(Collected data entries)
"""
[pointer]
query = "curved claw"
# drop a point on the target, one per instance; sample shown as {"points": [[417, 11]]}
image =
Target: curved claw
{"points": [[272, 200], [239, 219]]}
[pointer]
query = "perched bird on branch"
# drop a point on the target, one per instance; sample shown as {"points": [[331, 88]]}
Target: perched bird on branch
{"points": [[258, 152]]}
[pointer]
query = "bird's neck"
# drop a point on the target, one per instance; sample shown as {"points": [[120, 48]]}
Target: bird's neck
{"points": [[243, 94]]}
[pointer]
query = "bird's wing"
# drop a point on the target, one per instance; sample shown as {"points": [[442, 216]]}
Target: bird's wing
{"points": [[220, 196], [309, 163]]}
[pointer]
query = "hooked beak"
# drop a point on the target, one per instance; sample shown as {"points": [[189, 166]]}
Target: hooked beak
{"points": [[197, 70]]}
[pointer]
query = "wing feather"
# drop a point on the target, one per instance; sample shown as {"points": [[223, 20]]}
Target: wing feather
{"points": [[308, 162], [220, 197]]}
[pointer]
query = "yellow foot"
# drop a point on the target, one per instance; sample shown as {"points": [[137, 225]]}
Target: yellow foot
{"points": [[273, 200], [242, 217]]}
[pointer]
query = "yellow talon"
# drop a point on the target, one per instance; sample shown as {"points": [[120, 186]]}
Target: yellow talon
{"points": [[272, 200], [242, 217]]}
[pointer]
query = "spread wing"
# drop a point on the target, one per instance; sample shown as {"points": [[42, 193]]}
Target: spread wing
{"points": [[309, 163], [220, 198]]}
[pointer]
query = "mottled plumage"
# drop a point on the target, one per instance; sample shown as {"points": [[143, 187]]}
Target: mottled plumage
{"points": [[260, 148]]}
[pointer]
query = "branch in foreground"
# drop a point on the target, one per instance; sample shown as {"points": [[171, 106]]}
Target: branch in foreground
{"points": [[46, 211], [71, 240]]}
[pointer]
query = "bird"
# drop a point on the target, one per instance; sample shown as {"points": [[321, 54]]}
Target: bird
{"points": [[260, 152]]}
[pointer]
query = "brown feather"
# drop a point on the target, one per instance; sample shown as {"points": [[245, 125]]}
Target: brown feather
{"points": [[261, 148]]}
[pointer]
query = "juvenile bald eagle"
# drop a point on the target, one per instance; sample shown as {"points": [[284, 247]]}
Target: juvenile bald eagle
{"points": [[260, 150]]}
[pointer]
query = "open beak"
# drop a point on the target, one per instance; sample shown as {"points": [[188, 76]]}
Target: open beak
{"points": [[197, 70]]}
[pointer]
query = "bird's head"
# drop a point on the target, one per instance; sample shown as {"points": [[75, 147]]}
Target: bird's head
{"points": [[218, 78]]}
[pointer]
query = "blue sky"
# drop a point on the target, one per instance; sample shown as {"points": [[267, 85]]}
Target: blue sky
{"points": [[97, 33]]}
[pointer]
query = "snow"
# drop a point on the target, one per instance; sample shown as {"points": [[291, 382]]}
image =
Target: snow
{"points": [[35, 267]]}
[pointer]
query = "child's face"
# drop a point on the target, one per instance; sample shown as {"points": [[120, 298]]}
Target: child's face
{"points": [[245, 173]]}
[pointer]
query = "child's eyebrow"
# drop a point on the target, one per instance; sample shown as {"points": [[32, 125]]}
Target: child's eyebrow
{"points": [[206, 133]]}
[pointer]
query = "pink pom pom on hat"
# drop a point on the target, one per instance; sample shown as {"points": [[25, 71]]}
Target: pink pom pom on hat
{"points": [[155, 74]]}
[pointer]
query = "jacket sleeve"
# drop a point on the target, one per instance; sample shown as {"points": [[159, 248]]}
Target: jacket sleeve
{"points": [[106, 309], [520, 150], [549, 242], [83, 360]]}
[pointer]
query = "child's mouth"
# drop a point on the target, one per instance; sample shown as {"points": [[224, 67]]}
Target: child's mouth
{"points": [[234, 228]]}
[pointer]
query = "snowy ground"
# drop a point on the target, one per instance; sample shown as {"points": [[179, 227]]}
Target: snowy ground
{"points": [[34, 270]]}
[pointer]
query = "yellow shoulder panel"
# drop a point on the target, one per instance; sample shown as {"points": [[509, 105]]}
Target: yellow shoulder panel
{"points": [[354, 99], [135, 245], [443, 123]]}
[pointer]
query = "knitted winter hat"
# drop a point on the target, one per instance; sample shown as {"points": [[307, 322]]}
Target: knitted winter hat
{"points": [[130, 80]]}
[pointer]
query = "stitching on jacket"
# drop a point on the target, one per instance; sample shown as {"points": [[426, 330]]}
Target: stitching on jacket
"""
-- Your instructions --
Print every line of the records exactly. Omit nothing.

-- Expected answer --
[pointer]
query = "curved claw"
# drop a point on the target, one per instance; sample shown as {"points": [[417, 11]]}
image =
Target: curved claw
{"points": [[272, 200], [239, 219]]}
[pointer]
query = "perched bird on branch"
# drop a point on the target, one per instance; sample shown as {"points": [[331, 88]]}
Target: perched bird on branch
{"points": [[258, 152]]}
[pointer]
query = "bird's neck"
# drop a point on the target, one per instance; sample shown as {"points": [[120, 48]]}
Target: bird's neck
{"points": [[243, 94]]}
[pointer]
query = "bird's wing"
# drop a point on the target, one per instance; sample shown as {"points": [[442, 216]]}
Target: bird's wing
{"points": [[220, 196], [309, 163]]}
[pointer]
query = "hooked beak"
# drop a point on the target, one per instance; sample shown as {"points": [[189, 166]]}
Target: hooked beak
{"points": [[197, 70]]}
[pointer]
query = "wing feather"
# drop a point on the target, one per instance; sample shown as {"points": [[223, 20]]}
Target: wing feather
{"points": [[308, 162], [220, 197]]}
[pointer]
query = "yellow foot"
# drop a point on the target, one per instance; sample shown as {"points": [[137, 225]]}
Target: yellow foot
{"points": [[273, 200], [242, 217]]}
[pointer]
query = "yellow talon"
# drop a point on the target, one per instance; sample shown as {"points": [[120, 186]]}
Target: yellow talon
{"points": [[272, 200], [242, 217]]}
[pointer]
query = "spread wing"
# drop a point on the target, one per instance; sample shown as {"points": [[42, 193]]}
Target: spread wing
{"points": [[309, 163], [220, 198]]}
[pointer]
query = "mottled plumage"
# drop a point on the target, one per instance; sample shown as {"points": [[143, 187]]}
Target: mottled plumage
{"points": [[260, 148]]}
[pointer]
query = "branch in foreground"
# drop a point on the target, one per instance; sample shown as {"points": [[171, 106]]}
Target: branch in foreground
{"points": [[46, 211], [71, 240]]}
[pointer]
query = "bird"
# drop a point on the target, one per instance; sample shown as {"points": [[321, 54]]}
Target: bird
{"points": [[260, 152]]}
[pointer]
query = "brown feather"
# drop a point on the target, one per instance; sample shown as {"points": [[245, 125]]}
Target: brown feather
{"points": [[261, 148]]}
[pointer]
query = "juvenile bald eagle"
# drop a point on the target, one per instance; sample shown as {"points": [[284, 247]]}
Target: juvenile bald eagle
{"points": [[260, 150]]}
[pointer]
query = "open beak"
# drop a point on the target, one per instance; sample shown as {"points": [[188, 76]]}
Target: open beak
{"points": [[197, 70]]}
[pointer]
query = "bird's head"
# drop a point on the target, one per instance; sample shown as {"points": [[75, 147]]}
Target: bird's head
{"points": [[218, 78]]}
[pointer]
query = "blue sky"
# drop a point on the target, one per instance; sample shown as {"points": [[267, 85]]}
Target: blue sky
{"points": [[97, 33]]}
[pointer]
query = "snow"
# drop a point on the target, one per instance; sample shown as {"points": [[291, 382]]}
image =
Target: snow
{"points": [[35, 267]]}
[pointer]
query = "child's face"
# drop a point on the target, one per instance; sample shown as {"points": [[120, 298]]}
Target: child's face
{"points": [[245, 173]]}
[pointer]
query = "child's eyebrow"
# drop a point on the target, one per instance; sample shown as {"points": [[32, 125]]}
Target: child's eyebrow
{"points": [[206, 133]]}
[pointer]
query = "pink pom pom on hat"
# drop a point on the target, one per instance; sample shown as {"points": [[25, 71]]}
Target: pink pom pom on hat
{"points": [[155, 74]]}
[pointer]
query = "jacket sleeve"
# drop a point on the target, one per instance; sample shown as {"points": [[159, 248]]}
Target: jacket sleeve
{"points": [[106, 309], [520, 150], [549, 242], [83, 360]]}
[pointer]
query = "child's mouth"
# drop a point on the target, one per instance; sample shown as {"points": [[224, 67]]}
Target: child's mouth
{"points": [[234, 228]]}
[pointer]
query = "snowy ground"
# drop a point on the target, one per instance; sample shown as {"points": [[179, 227]]}
Target: snowy ground
{"points": [[34, 270]]}
[pointer]
query = "yellow shoulder panel"
# drop a point on the target, one per instance; sample shown as {"points": [[509, 105]]}
Target: yellow shoulder panel
{"points": [[354, 99], [135, 245], [443, 123]]}
[pointer]
query = "knitted winter hat"
# drop a point on the target, one per instance; sample shown as {"points": [[307, 322]]}
Target: knitted winter hat
{"points": [[130, 80]]}
[pointer]
query = "stitching on jacket"
# drop a point on the target, one per instance; sample shown as {"points": [[426, 330]]}
Target: stitching on jacket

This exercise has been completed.